• _Stated exercise_
Locate each line below that contains the string "fence", with case counting, and copy every such line in full.

• _Exercise input_
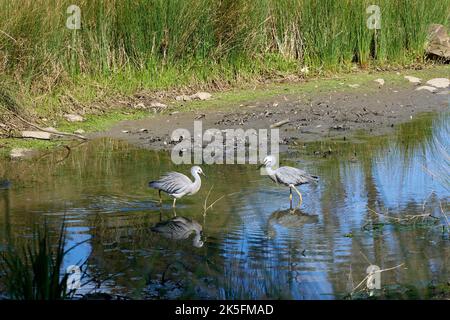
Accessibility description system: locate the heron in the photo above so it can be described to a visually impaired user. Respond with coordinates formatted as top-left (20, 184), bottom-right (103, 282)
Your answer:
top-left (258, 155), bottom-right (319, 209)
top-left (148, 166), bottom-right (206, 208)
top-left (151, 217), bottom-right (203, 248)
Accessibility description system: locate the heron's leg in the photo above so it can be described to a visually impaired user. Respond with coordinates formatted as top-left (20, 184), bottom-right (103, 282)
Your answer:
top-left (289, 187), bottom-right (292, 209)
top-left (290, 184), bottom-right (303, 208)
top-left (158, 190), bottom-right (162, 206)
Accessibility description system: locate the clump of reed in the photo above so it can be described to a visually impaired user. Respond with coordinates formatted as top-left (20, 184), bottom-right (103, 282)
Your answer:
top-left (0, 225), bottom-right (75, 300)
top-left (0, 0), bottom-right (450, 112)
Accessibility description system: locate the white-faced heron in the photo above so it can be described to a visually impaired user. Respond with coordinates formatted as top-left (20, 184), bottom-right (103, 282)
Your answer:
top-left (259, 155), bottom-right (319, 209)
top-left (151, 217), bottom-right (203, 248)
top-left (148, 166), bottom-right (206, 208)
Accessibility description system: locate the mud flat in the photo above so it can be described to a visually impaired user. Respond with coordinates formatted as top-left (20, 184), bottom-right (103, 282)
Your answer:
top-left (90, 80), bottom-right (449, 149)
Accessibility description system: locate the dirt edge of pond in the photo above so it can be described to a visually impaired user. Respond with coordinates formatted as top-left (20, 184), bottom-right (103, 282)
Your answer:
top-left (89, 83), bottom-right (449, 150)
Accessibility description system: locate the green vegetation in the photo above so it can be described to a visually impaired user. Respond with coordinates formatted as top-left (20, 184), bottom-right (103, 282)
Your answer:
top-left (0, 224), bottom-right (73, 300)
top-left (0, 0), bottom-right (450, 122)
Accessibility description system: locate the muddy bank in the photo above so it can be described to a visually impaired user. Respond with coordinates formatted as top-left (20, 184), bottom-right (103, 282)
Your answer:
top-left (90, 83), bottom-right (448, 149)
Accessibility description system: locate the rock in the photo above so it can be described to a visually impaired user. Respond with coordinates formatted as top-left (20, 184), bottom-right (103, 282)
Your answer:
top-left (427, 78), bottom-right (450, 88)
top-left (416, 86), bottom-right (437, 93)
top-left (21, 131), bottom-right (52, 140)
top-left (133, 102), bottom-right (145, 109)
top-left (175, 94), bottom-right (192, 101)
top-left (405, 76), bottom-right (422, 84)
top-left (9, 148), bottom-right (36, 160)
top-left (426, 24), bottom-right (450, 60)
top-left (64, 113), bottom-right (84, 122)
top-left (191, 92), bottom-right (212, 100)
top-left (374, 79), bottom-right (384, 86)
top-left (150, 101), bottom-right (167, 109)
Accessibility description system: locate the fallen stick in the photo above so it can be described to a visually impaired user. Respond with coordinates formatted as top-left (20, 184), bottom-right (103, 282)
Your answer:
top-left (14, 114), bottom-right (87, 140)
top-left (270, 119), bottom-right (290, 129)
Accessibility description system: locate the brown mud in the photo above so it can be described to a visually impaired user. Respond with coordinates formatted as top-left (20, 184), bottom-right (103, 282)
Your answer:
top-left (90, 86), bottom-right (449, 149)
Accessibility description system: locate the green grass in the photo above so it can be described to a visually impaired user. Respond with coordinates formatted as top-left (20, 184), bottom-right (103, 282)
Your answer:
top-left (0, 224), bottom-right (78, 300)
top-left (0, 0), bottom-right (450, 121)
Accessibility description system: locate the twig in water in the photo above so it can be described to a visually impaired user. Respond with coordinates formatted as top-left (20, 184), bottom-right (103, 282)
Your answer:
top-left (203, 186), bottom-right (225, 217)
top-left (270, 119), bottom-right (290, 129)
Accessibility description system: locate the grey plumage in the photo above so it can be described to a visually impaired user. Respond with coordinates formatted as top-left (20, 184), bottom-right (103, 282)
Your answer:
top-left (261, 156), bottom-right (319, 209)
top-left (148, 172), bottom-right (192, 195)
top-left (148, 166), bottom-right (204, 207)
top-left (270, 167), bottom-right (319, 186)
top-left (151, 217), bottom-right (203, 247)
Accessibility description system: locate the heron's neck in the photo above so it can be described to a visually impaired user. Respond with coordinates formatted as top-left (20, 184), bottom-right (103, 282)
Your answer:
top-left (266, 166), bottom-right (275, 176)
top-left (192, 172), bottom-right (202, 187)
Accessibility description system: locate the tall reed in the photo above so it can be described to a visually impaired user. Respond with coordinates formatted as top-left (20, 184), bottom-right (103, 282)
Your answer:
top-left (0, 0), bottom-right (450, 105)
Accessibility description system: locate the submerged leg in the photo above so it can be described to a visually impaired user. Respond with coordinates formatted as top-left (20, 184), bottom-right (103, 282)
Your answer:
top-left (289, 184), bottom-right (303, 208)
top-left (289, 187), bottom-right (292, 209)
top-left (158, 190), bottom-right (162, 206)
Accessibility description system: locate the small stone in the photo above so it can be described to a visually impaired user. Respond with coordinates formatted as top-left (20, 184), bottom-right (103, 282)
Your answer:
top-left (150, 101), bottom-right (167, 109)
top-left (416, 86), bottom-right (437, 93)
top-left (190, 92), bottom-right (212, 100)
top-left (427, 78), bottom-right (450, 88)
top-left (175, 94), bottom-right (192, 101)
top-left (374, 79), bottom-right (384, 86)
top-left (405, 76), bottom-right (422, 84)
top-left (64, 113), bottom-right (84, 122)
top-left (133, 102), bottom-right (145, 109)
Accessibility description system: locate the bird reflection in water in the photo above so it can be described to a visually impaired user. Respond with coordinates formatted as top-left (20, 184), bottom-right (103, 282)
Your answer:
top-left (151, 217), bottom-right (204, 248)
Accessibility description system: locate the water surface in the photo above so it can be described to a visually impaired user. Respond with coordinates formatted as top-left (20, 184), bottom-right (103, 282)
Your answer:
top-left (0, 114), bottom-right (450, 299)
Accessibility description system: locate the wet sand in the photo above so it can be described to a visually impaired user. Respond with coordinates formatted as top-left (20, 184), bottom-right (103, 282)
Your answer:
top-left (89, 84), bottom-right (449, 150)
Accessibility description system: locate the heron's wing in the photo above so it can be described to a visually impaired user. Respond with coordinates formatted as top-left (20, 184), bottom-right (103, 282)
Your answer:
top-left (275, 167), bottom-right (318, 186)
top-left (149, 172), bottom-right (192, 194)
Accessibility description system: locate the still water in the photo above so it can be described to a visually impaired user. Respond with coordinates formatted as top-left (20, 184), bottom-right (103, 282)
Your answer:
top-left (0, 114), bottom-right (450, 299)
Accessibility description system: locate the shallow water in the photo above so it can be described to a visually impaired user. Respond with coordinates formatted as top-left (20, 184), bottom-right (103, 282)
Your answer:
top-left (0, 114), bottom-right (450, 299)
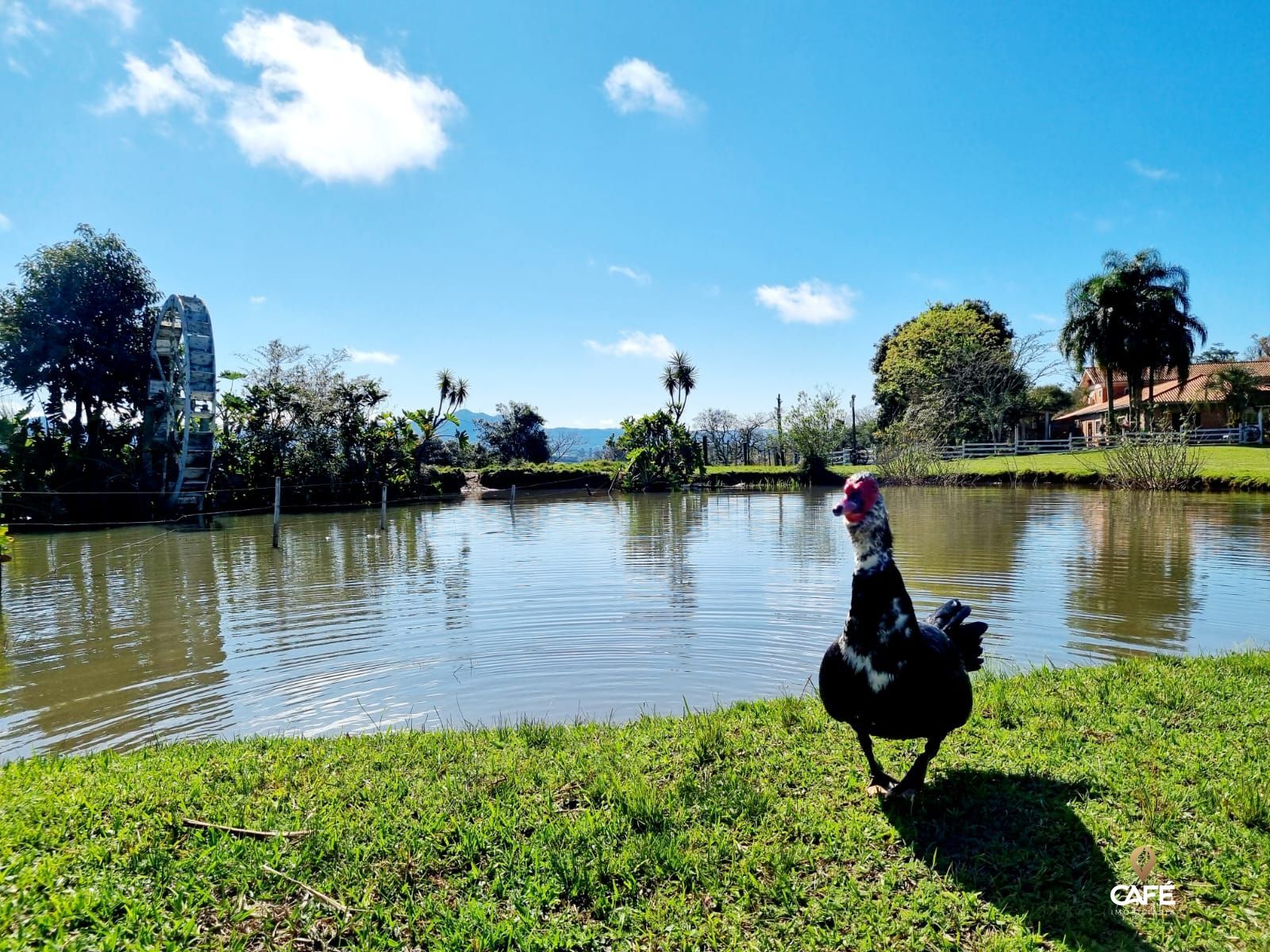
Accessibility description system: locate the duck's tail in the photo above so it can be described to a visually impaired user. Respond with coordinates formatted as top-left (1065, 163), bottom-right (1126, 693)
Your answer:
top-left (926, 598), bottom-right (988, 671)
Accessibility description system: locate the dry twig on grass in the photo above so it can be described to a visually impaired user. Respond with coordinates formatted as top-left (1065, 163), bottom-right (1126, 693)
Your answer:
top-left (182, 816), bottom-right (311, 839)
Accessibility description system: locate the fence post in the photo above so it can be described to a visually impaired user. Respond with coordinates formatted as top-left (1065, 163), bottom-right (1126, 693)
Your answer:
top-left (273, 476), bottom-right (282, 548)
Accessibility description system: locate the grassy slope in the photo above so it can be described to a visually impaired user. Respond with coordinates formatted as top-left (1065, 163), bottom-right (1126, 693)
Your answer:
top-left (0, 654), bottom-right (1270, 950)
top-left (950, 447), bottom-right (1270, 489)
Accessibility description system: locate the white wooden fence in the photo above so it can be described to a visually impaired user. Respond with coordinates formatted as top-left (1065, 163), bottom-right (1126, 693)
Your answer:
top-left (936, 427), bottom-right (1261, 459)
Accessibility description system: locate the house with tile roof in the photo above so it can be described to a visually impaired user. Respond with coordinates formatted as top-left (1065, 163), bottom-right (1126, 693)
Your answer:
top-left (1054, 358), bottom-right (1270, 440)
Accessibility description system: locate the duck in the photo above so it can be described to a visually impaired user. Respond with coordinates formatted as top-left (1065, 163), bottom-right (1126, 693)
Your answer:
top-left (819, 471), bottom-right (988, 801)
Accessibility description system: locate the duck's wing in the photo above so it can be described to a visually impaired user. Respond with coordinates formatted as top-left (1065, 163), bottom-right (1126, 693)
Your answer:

• _Finished task_
Accessibility description system: locate the fence post in the photo above so it can be described to a visually impaired user. Respond with coordinates formatted as top-left (1065, 163), bottom-right (1126, 693)
Accessibility description system: locate the white wooden fence in the photo above so it can be described to a visually impaired user. Respond with coordinates formatted as top-left (1065, 163), bottom-right (1126, 693)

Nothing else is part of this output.